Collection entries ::
+---+

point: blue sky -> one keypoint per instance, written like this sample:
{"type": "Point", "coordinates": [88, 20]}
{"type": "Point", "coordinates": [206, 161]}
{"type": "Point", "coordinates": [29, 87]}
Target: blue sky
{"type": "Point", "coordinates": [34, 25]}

+---+

What is needed ::
Faithfully reproduce all of the records, character for character.

Result below ::
point: blue sky -> one keypoint per instance, written like this sample:
{"type": "Point", "coordinates": [88, 20]}
{"type": "Point", "coordinates": [206, 161]}
{"type": "Point", "coordinates": [29, 87]}
Target: blue sky
{"type": "Point", "coordinates": [34, 25]}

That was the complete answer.